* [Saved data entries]
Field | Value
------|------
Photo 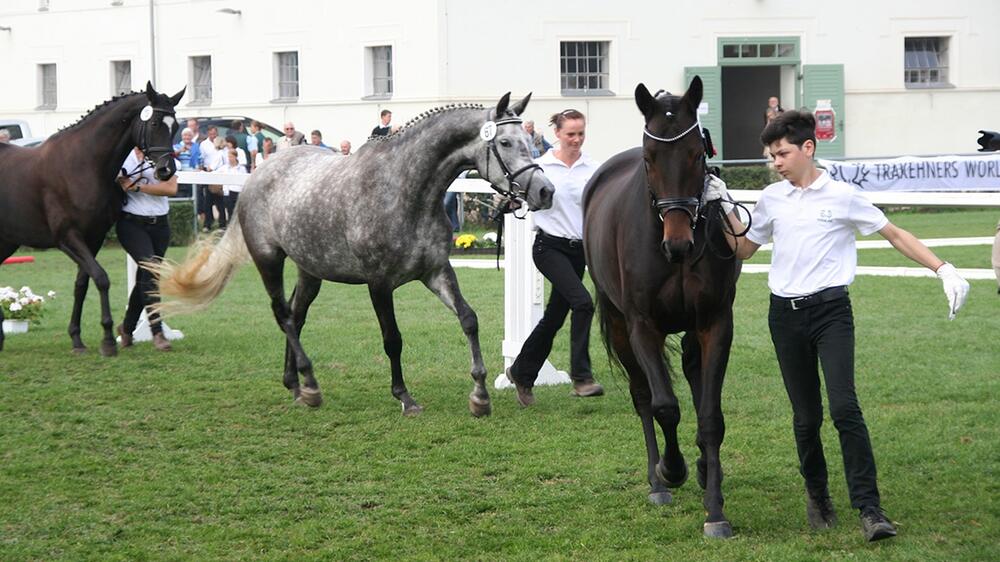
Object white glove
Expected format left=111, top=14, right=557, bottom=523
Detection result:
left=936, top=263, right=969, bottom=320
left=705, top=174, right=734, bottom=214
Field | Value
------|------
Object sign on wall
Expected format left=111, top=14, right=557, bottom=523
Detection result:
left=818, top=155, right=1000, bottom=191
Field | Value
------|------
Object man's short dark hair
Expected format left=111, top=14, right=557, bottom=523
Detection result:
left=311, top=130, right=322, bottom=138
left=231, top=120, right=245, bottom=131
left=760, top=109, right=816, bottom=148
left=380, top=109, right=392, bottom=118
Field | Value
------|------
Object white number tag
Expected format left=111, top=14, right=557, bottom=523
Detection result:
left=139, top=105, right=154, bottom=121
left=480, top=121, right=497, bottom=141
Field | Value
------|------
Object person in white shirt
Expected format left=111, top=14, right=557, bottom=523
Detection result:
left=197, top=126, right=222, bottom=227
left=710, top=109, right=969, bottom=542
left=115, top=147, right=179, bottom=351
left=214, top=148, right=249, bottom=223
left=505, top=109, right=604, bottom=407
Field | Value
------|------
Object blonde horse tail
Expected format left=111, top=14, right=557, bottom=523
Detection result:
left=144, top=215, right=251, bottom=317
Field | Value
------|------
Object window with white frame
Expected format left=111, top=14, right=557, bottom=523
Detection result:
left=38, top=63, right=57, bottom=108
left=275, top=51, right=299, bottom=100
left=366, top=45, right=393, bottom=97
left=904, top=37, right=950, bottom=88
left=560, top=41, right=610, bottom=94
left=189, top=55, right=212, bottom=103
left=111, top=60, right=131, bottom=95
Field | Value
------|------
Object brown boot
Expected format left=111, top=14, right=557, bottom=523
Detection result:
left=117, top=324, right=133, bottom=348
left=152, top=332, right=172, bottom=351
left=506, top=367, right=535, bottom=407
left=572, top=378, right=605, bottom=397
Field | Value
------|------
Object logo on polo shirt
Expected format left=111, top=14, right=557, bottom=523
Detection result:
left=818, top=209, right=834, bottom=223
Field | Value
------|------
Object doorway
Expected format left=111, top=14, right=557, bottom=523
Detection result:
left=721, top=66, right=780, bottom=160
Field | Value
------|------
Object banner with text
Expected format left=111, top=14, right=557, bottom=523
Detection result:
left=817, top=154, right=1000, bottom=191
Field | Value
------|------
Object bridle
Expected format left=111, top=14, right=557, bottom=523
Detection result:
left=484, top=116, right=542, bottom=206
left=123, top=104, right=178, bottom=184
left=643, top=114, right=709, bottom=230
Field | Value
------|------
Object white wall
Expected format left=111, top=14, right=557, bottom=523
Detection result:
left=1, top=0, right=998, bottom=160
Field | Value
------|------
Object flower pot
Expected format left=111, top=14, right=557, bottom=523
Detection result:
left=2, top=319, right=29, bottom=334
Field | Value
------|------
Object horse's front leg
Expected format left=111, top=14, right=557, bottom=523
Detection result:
---
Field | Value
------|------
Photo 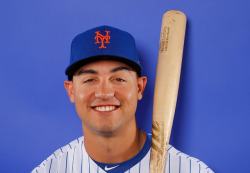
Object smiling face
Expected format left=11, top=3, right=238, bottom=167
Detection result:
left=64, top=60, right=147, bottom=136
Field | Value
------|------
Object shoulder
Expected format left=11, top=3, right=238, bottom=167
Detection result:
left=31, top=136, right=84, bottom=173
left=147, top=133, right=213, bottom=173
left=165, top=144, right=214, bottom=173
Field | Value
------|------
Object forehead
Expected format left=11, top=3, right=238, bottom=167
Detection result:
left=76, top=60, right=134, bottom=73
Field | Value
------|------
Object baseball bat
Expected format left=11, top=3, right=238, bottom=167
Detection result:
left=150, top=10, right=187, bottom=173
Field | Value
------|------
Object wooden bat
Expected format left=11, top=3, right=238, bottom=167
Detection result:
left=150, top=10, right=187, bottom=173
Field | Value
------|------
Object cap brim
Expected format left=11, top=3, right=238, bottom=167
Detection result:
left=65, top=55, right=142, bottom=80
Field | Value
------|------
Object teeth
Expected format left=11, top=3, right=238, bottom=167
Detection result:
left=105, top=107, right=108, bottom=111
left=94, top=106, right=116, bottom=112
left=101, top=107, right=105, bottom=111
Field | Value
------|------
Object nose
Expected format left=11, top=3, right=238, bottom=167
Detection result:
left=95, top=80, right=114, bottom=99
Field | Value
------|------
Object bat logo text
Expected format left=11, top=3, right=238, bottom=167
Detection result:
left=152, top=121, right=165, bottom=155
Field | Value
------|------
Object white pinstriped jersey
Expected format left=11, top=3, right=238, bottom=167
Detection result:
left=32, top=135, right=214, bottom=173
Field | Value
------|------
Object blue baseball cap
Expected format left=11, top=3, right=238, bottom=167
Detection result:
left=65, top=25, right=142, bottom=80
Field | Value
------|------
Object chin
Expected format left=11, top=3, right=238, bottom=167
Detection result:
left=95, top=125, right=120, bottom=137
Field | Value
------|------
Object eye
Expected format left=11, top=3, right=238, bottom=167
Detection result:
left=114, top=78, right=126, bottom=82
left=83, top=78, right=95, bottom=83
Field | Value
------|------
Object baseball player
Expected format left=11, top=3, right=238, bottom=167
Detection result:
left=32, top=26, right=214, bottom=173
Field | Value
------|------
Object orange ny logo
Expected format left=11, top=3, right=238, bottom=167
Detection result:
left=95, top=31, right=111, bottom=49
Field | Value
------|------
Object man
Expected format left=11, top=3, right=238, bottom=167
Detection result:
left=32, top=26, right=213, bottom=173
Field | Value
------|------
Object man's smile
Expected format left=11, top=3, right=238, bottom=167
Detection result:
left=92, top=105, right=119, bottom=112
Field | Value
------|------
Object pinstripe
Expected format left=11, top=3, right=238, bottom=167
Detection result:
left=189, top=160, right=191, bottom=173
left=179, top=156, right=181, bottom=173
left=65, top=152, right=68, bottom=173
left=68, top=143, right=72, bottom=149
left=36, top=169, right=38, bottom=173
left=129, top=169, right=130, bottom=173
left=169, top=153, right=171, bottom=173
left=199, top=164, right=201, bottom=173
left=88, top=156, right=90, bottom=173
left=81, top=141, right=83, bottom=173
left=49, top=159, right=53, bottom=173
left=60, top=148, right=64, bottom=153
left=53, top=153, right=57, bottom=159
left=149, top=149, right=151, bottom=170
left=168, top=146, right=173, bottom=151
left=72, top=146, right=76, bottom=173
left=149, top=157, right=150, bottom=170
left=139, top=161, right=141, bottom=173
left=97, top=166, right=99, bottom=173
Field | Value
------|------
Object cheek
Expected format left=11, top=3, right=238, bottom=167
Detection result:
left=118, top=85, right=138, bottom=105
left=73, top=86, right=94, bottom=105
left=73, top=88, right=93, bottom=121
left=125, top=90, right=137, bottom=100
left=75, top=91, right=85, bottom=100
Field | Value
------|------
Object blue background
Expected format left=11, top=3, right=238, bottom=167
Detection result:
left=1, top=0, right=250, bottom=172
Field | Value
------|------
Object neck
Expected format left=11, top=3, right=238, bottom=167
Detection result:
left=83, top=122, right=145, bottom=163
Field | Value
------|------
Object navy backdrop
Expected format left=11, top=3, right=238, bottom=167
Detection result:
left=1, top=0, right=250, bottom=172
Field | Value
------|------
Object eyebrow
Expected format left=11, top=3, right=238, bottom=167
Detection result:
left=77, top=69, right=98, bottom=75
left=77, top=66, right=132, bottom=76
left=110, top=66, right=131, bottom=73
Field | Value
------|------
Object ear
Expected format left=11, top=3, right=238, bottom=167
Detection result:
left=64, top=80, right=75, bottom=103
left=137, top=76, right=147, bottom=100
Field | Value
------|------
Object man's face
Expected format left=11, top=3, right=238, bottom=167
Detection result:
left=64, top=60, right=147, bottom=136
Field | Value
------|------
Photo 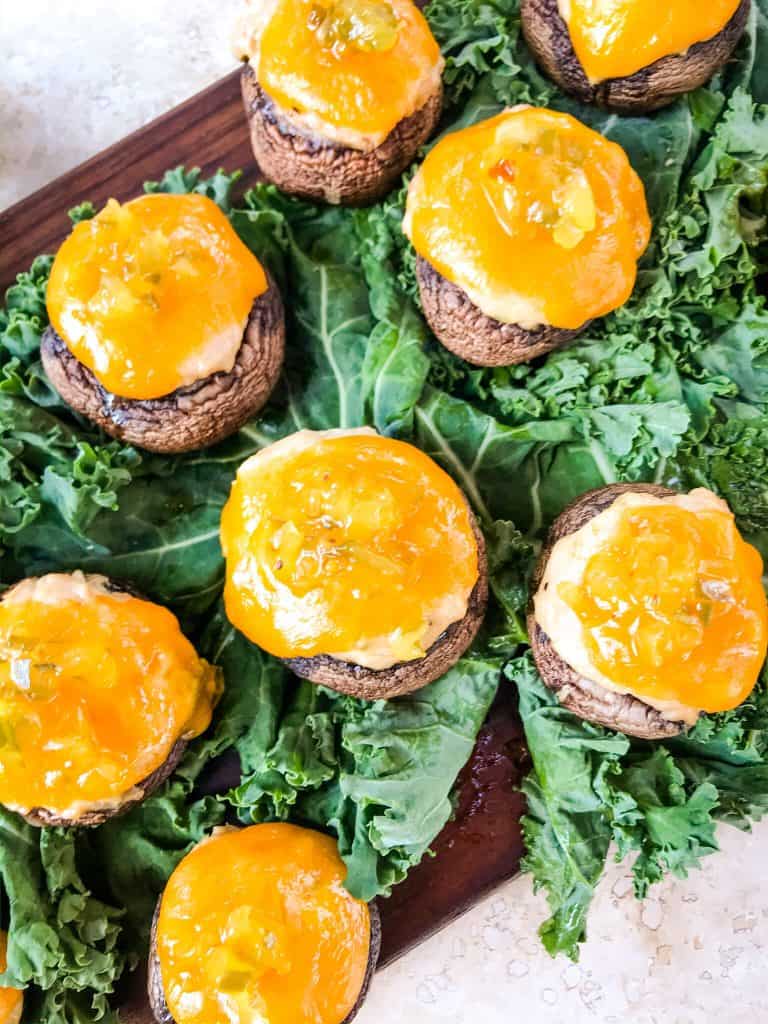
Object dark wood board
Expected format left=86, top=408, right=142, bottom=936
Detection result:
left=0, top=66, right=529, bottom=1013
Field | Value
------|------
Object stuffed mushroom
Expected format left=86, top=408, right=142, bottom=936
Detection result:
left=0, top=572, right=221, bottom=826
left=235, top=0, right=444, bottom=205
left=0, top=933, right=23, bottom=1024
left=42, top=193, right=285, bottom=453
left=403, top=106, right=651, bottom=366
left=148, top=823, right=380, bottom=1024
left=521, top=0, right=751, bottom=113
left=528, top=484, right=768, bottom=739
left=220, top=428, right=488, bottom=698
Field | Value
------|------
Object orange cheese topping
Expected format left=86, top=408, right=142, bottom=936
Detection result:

* [What is being asked] Where does the word "shirt" appear in the records? Copy every line that holds it.

* [Answer to the exercise]
Object person in white shirt
Object logo on polo shirt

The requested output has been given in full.